(Exercise description)
Reproduce verbatim the stretch of lines from the first line through the line containing "[444,129,480,294]", including both of those lines.

(Material provided)
- - - - -

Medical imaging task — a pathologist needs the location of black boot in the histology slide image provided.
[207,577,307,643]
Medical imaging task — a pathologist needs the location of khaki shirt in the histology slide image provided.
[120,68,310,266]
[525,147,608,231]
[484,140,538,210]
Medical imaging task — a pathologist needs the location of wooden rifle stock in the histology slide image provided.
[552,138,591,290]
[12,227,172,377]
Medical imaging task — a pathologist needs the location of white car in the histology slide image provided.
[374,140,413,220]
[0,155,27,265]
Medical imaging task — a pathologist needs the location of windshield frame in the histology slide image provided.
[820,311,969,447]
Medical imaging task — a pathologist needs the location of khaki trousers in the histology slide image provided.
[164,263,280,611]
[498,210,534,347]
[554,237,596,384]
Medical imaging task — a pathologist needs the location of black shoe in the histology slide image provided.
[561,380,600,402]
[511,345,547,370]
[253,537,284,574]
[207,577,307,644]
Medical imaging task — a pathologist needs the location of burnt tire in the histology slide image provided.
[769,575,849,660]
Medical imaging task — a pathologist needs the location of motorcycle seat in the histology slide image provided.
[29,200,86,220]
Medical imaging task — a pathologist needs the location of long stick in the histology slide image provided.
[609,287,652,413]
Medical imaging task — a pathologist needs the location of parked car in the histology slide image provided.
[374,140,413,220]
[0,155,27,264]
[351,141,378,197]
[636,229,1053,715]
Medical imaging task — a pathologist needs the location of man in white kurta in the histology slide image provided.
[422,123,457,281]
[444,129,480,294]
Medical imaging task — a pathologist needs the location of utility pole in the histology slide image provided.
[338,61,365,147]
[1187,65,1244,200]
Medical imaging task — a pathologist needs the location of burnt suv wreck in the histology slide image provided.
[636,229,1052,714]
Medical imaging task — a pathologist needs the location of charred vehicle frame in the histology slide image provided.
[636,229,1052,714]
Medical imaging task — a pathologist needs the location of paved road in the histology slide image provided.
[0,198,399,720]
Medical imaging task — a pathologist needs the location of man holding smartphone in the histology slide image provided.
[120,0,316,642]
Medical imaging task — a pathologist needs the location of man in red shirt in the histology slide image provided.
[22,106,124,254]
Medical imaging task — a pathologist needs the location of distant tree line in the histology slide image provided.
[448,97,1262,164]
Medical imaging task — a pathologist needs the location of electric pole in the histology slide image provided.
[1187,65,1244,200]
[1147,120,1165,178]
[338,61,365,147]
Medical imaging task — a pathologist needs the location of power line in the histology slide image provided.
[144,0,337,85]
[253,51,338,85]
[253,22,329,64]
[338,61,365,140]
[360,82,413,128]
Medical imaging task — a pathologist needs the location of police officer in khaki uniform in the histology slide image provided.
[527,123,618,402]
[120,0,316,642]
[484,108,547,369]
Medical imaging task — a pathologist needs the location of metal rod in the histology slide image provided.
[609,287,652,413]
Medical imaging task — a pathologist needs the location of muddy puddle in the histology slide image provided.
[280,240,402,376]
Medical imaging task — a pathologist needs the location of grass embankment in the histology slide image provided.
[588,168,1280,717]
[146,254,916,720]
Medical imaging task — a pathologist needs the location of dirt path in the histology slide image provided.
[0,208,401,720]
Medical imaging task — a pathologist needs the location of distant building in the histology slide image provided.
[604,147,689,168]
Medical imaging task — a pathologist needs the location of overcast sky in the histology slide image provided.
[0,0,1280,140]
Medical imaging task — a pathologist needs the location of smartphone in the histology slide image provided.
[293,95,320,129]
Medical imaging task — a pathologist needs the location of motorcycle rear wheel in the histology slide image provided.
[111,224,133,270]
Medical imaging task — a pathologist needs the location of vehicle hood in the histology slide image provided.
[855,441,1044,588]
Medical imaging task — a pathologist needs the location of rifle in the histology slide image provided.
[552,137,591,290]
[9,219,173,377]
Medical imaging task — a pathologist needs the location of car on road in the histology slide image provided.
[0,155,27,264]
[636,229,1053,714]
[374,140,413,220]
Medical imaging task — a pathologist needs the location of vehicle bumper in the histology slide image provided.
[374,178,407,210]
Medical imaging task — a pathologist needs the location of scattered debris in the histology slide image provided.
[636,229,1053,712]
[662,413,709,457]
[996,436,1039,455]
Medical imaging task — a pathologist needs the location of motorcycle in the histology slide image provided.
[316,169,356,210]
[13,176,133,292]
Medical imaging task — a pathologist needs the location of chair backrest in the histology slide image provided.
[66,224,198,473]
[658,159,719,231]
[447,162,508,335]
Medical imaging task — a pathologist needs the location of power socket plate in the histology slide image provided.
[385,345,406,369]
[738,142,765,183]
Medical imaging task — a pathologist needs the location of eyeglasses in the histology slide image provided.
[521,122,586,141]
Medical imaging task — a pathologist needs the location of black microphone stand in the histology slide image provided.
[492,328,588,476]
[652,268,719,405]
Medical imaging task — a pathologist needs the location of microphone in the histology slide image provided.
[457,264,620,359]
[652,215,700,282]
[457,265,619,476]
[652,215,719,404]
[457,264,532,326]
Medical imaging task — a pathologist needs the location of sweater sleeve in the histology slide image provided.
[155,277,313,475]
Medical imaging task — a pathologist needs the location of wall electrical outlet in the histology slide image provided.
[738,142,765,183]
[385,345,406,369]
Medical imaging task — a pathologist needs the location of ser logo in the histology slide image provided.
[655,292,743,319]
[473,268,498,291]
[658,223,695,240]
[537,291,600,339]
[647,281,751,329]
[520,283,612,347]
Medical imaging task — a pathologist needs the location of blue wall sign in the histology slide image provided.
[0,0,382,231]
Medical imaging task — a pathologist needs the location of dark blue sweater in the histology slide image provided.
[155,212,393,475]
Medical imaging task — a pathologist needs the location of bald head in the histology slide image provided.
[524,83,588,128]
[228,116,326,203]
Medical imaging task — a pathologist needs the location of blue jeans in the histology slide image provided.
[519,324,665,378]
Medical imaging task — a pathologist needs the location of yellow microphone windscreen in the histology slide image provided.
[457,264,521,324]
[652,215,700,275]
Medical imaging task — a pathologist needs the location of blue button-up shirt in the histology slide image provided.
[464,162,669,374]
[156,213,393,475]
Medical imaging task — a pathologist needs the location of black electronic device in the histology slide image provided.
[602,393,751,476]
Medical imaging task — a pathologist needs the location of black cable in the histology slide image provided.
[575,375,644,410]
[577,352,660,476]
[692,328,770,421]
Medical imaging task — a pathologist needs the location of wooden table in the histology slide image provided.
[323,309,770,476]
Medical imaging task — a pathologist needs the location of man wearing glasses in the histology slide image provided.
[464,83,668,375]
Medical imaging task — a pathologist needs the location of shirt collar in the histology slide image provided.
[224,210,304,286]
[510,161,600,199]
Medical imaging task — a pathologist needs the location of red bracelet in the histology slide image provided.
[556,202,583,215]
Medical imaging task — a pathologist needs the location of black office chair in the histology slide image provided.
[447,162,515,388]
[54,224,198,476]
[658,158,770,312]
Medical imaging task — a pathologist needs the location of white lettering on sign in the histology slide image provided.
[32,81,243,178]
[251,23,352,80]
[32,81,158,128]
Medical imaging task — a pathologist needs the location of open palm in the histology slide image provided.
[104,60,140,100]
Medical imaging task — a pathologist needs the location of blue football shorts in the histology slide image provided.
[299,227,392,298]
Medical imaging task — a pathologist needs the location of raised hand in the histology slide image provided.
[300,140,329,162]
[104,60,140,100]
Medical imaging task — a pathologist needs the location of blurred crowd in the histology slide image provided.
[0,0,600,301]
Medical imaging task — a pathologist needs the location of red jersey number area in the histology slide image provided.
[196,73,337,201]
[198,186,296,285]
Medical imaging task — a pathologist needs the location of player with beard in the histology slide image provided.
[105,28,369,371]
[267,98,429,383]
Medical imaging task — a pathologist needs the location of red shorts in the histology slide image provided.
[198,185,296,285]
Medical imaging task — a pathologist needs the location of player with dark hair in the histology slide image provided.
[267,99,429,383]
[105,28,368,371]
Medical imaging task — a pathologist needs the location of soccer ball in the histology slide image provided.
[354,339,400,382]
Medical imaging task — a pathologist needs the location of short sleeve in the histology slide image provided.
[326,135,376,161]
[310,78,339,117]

- - - - -

(Answer to this problem)
Medical imaging task — a pathologist needs the location of black boot in the histology slide image provided.
[207,577,307,643]
Medical imaging task — a pathologist needs the location of khaki shirt in the histology slide image provided.
[120,68,310,266]
[525,147,608,231]
[484,140,538,210]
Medical imaging task — a pathologist needs the location of wooden rifle stock in the histology slide image provided.
[552,138,591,290]
[12,227,172,377]
Medical imaging task — a pathologist needs the location of white car in the histology slide image provided.
[374,140,413,220]
[0,155,27,265]
Medical imaging task — a pathologist needs the location of windshield frame in the histology slide image provided.
[820,311,969,447]
Medical imaging task — a pathologist needs the location of khaki trousers in the histology slide image provided.
[164,263,280,611]
[498,210,534,347]
[554,237,596,384]
Medical imaging task — a pathologist needs the location of black shoe in the histology slide image provided.
[561,380,600,402]
[511,345,547,370]
[253,537,284,574]
[207,577,307,644]
Medical imaging task — a pathologist needs the location of burnt tire in the histology slide image provided.
[769,575,849,660]
Medical imaging task — a pathologist needs the location of motorcycle seat in the histology slide image provided.
[29,200,86,220]
Medical imaging task — a pathologist needs the location of long stick in the histology slide image provided.
[609,287,652,413]
Medical imaging task — a pathologist needs the location of parked car in the histology slide image provided.
[374,140,413,220]
[0,155,27,264]
[351,141,378,197]
[636,229,1053,715]
Medical imaging task — a pathologist needs the location of man in white kurta in the histology slide image provided.
[422,123,457,281]
[444,129,480,294]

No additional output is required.